(TRY IT): Nothing in the records may be dropped. Retype them all exactly.

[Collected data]
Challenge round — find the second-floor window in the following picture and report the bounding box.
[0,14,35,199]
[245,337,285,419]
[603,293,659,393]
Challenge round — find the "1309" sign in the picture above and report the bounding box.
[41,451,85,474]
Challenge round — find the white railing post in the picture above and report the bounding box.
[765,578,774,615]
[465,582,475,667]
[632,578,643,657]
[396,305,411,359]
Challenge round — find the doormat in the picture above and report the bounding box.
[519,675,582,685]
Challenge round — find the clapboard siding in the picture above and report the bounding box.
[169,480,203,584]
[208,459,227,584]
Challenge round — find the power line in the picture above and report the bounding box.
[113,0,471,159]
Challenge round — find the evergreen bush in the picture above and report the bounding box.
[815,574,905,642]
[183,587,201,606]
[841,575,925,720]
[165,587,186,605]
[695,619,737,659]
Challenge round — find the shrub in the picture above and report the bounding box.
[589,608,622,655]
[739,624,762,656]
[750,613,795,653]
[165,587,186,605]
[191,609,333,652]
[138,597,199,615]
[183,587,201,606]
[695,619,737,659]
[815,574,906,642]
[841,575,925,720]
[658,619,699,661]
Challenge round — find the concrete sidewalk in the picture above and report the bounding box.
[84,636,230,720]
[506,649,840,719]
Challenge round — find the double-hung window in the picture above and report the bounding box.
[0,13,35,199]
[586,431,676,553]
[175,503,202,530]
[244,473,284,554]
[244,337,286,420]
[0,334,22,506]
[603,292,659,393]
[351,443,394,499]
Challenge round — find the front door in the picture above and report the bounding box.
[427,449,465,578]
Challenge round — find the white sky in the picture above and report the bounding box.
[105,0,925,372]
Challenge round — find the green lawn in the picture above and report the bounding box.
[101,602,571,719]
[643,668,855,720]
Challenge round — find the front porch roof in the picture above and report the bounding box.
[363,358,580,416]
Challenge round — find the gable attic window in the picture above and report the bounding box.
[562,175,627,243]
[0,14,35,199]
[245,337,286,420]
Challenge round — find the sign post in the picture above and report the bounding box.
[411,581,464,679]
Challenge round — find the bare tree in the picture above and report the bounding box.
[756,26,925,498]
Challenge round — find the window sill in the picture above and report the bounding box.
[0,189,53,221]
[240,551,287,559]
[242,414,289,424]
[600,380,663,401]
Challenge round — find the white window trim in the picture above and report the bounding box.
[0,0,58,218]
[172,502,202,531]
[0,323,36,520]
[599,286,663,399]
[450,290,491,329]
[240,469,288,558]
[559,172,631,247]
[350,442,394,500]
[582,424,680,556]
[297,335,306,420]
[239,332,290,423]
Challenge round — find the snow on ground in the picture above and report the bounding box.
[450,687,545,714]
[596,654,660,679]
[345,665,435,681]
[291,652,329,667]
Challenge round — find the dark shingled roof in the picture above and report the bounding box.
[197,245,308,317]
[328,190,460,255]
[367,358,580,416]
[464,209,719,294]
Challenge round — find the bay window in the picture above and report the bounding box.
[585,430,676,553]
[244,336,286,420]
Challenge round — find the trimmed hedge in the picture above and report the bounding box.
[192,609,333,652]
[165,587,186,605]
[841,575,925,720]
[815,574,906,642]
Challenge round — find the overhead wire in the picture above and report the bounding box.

(RESPONSE AREA):
Challenge round — find the second-floor window in the following picture and report the bounding box.
[0,14,35,199]
[245,337,285,419]
[603,293,659,393]
Challenge round — find the "1309" sign in the picture above and report the bounding box.
[41,451,85,474]
Challenge round — find the white railing post in the picture above and report the bounding box.
[765,578,774,615]
[465,582,475,667]
[632,578,643,657]
[396,305,411,359]
Challenge round — find the doormat in the picture above and report the bounding box.
[519,675,582,685]
Challenge round — find the clapboard siding in the picture above and report the bounding box.
[169,480,203,584]
[208,459,227,584]
Challenge round — find the power line in the picture above and report the bounding box.
[113,0,471,159]
Challenge round — find the evergreen bush in the picture above and report the bounding box.
[815,574,905,642]
[183,587,201,606]
[841,575,925,720]
[165,587,186,605]
[695,619,737,659]
Challenge round — find the shrub in the picture above and report the bounding box.
[589,608,622,655]
[739,624,762,656]
[750,613,795,653]
[165,587,186,605]
[191,609,333,652]
[138,597,199,615]
[183,587,201,606]
[695,619,737,659]
[815,574,906,642]
[841,575,925,720]
[658,619,699,661]
Challenge round — find the concrete sidewalk in the picture above and report the bounding box.
[84,636,230,720]
[506,649,840,719]
Challenge round — find the double-hung window in the picture above and report the bounding box.
[0,13,35,199]
[586,431,676,553]
[175,503,202,530]
[244,473,284,554]
[244,337,286,420]
[0,334,22,506]
[603,292,659,393]
[351,443,394,499]
Challenge round — find the front door in the picture above and report the bounding box.
[427,449,465,578]
Challenge round — find the white sky in the picture above and report the bounding box.
[105,0,925,372]
Challenge round — find the green lawn in the picture above and report the bounding box.
[101,602,571,719]
[643,668,855,720]
Challenge round — find the front porch roof in the picture above and report the bounding box.
[363,358,580,416]
Challenge round — find the gable attic window in the picture above and report the bounding box.
[562,175,627,243]
[0,14,35,199]
[245,337,286,420]
Challenge round — find the sign post in the picture above and report the bounding box.
[411,581,464,679]
Challenge round — find the bare tree in the picture above and report the bounding box.
[756,26,925,498]
Challenge round — find the window sill in the picture above and report the bounding box.
[0,189,53,221]
[240,551,287,559]
[242,414,289,424]
[600,380,663,401]
Challenge round — find the white window trim in the picture above and report the bounding box.
[0,0,58,218]
[172,502,202,531]
[0,323,36,520]
[599,286,663,399]
[450,290,491,329]
[240,469,288,558]
[559,172,631,247]
[350,442,394,500]
[582,424,680,556]
[297,335,306,420]
[239,332,290,423]
Challenge round — find the snow on ground in the picture above and report the bounding box.
[450,687,545,714]
[596,654,660,679]
[345,665,435,681]
[291,652,329,667]
Challenge round — find the dark shingled roof in the picture above and report the bounding box.
[197,245,308,317]
[328,190,460,255]
[367,358,580,416]
[464,209,719,294]
Challenge round — find the bay window in the picture above and report the bounding box.
[585,430,676,553]
[244,336,286,420]
Challenge round — find the trimmed hedge in the picture above and report the bounding box.
[192,609,333,652]
[165,587,186,605]
[841,575,925,720]
[815,574,906,642]
Challenge round — find the overhead wire in the picture above and report the bounding box.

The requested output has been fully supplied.